- **Raw records**
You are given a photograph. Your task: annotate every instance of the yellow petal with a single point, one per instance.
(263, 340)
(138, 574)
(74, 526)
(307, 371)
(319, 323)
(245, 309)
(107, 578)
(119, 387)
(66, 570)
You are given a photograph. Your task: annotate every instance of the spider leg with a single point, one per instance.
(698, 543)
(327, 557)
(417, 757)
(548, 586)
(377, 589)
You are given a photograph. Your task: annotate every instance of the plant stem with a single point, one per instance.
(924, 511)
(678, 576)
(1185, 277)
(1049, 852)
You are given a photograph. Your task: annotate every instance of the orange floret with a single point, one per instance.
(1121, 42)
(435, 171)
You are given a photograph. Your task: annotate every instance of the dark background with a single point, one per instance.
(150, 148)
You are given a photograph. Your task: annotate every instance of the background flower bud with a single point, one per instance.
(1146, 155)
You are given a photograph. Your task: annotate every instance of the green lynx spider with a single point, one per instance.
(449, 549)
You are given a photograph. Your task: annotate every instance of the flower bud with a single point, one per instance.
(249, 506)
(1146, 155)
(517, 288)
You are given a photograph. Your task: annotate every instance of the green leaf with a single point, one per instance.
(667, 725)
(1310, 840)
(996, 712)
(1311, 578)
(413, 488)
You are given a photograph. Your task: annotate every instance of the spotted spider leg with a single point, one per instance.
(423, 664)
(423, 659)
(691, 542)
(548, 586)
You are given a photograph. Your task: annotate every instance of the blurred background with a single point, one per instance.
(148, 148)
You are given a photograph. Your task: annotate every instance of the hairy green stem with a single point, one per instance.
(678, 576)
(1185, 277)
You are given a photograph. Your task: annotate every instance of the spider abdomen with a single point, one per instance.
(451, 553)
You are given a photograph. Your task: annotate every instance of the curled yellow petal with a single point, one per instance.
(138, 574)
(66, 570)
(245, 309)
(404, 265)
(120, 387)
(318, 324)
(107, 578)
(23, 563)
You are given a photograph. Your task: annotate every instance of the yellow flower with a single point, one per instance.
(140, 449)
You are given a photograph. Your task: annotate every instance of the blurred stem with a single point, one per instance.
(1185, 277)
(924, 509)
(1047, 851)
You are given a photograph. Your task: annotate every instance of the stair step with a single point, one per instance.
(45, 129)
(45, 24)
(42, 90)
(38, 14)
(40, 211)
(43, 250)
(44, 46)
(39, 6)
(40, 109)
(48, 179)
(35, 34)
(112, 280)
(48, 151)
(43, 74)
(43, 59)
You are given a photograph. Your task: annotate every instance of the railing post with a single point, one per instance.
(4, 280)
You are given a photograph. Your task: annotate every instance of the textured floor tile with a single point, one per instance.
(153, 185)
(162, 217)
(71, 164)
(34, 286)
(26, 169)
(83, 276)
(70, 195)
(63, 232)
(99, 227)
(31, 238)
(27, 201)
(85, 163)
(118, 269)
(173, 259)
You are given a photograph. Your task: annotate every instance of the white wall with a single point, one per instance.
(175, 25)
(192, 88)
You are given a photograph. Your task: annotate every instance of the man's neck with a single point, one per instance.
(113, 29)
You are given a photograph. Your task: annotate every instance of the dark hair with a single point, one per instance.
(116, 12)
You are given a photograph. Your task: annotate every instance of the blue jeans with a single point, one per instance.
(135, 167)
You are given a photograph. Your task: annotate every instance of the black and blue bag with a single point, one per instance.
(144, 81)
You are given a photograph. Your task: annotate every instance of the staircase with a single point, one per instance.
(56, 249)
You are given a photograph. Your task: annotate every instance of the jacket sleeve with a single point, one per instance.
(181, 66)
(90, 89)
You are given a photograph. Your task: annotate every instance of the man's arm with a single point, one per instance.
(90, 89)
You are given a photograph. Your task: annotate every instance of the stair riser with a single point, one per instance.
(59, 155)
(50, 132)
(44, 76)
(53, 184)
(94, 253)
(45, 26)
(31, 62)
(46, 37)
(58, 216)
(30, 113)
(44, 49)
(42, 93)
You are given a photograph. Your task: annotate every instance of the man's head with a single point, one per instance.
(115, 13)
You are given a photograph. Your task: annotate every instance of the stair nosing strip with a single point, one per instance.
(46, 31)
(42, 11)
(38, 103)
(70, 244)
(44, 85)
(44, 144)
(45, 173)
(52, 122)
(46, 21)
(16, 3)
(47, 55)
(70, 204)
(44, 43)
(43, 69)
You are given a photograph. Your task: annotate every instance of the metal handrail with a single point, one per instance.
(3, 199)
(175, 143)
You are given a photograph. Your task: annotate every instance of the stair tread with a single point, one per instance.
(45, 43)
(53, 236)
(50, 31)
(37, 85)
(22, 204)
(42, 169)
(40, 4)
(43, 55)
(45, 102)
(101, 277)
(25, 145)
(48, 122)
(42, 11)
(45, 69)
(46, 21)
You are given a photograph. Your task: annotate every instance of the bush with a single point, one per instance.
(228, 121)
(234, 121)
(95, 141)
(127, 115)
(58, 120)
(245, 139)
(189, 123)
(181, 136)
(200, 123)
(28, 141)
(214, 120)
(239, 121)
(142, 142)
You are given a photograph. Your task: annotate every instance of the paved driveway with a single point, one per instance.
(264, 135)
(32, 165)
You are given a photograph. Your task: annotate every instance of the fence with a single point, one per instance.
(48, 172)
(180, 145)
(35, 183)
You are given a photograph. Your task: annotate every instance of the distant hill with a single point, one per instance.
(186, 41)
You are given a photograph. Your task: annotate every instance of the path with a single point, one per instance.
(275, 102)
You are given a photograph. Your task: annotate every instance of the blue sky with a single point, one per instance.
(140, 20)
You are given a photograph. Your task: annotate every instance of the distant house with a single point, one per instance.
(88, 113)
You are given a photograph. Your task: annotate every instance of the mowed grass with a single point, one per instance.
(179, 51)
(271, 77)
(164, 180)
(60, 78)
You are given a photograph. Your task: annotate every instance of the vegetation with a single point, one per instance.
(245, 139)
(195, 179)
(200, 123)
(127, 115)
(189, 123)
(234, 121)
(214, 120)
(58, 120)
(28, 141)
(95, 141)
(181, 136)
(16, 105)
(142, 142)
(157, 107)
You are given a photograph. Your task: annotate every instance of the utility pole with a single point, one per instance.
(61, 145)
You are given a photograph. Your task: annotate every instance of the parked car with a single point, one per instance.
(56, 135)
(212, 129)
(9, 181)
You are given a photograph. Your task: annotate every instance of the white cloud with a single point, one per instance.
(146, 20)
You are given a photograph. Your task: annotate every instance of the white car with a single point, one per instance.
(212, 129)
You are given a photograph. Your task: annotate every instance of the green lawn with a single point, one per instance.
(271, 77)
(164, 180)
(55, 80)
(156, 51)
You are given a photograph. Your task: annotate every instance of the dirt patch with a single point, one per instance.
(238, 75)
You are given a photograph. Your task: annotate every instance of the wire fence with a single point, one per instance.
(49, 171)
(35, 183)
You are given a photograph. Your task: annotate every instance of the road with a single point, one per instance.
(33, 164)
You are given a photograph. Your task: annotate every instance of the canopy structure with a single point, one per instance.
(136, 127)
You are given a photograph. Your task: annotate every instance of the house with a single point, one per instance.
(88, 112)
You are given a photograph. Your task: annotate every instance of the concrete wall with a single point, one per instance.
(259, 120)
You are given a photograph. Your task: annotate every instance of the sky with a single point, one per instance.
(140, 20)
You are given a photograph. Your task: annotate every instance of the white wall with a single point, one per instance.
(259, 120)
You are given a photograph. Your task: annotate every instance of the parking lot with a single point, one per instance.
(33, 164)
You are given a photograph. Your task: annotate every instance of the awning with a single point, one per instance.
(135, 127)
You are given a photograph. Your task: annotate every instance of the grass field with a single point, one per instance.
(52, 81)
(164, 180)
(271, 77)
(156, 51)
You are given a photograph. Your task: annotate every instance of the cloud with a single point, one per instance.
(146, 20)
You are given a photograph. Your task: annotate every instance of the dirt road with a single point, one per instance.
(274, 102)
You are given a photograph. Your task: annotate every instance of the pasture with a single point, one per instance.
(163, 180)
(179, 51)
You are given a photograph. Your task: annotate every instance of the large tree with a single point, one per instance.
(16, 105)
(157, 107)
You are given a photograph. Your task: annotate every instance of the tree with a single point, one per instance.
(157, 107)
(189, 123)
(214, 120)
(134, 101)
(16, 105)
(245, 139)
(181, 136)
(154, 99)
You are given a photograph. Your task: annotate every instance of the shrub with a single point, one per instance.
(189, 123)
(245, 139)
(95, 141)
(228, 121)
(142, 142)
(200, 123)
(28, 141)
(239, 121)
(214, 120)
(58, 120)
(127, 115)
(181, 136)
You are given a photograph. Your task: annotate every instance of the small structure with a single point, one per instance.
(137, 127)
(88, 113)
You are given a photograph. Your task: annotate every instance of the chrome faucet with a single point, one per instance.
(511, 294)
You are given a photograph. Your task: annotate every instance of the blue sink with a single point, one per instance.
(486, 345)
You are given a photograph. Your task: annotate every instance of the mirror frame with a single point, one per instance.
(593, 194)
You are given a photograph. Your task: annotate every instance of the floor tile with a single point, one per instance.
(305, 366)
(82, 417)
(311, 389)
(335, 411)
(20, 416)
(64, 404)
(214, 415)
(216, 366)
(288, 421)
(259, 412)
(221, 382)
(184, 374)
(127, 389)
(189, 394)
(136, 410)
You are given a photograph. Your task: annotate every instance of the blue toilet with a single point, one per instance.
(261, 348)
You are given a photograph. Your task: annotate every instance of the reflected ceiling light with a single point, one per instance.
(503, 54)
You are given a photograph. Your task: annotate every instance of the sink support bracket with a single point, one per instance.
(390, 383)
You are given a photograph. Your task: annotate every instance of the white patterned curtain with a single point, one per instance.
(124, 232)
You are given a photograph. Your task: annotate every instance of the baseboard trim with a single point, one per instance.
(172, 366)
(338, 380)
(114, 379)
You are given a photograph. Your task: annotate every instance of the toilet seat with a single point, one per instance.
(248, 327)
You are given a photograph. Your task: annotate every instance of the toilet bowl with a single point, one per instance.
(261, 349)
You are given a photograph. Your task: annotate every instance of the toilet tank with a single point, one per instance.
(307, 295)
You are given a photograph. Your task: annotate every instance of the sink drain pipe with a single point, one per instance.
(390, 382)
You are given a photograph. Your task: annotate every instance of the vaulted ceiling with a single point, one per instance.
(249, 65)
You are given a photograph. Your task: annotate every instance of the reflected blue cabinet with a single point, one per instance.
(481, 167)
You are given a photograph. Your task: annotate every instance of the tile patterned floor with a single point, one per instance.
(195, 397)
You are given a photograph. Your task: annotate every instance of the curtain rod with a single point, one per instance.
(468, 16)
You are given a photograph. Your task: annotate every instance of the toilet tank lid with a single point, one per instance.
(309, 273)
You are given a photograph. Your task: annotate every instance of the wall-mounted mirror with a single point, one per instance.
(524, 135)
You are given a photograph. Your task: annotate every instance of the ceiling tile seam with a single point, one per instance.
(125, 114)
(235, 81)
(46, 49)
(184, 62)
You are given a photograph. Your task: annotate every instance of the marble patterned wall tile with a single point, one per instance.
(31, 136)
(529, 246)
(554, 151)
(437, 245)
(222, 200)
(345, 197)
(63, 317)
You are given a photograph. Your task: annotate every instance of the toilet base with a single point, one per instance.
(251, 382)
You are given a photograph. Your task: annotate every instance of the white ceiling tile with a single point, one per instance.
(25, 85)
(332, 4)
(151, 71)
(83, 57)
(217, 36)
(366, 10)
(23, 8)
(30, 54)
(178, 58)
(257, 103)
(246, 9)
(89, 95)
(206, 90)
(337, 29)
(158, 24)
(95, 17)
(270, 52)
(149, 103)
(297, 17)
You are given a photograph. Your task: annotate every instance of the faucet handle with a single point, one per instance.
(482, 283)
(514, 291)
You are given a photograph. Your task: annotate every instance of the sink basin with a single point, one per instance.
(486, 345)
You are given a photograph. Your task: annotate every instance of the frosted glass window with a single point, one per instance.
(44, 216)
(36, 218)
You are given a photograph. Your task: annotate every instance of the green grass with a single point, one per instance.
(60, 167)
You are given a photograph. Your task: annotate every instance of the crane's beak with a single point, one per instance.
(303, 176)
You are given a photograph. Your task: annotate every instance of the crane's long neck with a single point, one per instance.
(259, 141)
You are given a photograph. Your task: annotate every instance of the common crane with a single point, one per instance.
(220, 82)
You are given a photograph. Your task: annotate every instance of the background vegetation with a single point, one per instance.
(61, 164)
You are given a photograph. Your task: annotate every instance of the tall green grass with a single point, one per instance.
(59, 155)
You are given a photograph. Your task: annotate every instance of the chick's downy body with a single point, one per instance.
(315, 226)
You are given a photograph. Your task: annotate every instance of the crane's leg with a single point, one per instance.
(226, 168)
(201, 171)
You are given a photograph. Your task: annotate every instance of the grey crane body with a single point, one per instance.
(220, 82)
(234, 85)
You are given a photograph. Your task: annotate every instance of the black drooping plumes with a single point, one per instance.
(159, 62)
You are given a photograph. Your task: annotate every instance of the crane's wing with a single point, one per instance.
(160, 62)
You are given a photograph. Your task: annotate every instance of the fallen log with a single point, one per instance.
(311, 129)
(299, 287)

- **Set problem**
Reproduce verbatim the entries from the line containing "log with a single point, one per instance." through the end of the entries.

- **Exercise result**
You are given a photograph. Your task: annotate every instance of the fallen log with a single point, one per instance.
(311, 129)
(299, 287)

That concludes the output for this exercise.